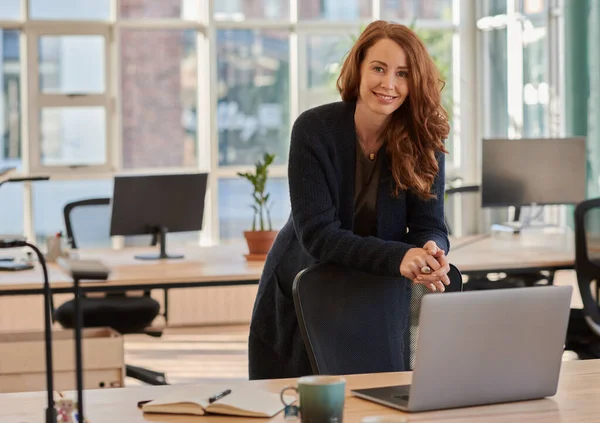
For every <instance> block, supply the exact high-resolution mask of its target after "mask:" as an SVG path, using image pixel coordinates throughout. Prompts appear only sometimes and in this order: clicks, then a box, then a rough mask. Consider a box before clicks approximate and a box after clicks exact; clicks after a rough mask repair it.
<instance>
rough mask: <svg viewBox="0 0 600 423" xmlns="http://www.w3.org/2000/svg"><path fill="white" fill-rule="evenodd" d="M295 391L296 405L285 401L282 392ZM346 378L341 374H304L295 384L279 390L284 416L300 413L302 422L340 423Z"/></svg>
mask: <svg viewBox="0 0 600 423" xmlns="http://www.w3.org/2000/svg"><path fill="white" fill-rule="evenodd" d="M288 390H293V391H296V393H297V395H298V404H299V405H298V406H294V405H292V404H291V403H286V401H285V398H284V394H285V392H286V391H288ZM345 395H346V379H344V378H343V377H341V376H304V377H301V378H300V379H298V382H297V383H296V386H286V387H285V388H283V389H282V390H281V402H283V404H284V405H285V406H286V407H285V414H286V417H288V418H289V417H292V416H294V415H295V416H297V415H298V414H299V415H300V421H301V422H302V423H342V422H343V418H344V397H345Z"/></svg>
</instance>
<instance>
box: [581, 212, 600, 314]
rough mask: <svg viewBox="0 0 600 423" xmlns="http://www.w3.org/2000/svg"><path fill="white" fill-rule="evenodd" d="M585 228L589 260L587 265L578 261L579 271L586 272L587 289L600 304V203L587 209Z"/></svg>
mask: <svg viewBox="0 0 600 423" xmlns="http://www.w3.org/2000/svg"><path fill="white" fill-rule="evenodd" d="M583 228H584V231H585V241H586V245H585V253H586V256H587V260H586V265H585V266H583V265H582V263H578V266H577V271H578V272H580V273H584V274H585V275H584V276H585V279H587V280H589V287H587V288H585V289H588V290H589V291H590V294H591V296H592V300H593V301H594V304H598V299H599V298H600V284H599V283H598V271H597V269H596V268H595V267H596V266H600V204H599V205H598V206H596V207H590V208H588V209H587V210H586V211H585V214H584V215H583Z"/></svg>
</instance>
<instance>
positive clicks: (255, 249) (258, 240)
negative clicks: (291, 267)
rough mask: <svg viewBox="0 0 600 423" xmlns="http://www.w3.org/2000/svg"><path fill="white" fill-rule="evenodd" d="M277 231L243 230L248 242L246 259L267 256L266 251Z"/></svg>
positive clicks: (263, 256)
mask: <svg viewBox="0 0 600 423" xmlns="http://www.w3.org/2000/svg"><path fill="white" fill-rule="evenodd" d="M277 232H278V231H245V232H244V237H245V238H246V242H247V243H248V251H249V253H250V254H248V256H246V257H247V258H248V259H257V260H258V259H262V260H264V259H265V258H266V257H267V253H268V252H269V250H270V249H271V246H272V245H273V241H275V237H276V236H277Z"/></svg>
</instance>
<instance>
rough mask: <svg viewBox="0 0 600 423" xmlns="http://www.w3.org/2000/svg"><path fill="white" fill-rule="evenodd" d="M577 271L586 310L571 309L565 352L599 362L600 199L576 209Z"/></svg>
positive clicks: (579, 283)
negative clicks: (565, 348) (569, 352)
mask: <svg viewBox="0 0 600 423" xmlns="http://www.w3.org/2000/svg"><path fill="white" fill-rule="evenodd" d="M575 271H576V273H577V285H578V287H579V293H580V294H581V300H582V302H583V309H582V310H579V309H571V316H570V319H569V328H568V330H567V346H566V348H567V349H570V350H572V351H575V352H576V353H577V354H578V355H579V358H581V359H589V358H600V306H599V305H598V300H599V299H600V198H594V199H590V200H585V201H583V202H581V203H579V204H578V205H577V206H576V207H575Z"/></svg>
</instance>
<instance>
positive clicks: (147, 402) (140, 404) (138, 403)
++++++
WHAT THE EXERCISE ASKS: Quote the listing verbatim, starting with the line that contains "negative clicks: (565, 348) (569, 352)" and continuing through the final line of the listing.

ANSWER BOX:
negative clicks: (565, 348) (569, 352)
mask: <svg viewBox="0 0 600 423" xmlns="http://www.w3.org/2000/svg"><path fill="white" fill-rule="evenodd" d="M575 271H576V273H577V285H578V287H579V293H580V294H581V300H582V302H583V309H582V310H579V309H571V316H570V319H569V328H568V330H567V346H566V348H567V349H570V350H572V351H575V352H576V353H577V354H578V355H579V358H581V359H589V358H600V306H599V305H598V300H599V299H600V198H594V199H590V200H585V201H583V202H581V203H579V204H578V205H577V206H576V207H575Z"/></svg>
</instance>
<instance>
positive clicks: (147, 402) (140, 404) (138, 403)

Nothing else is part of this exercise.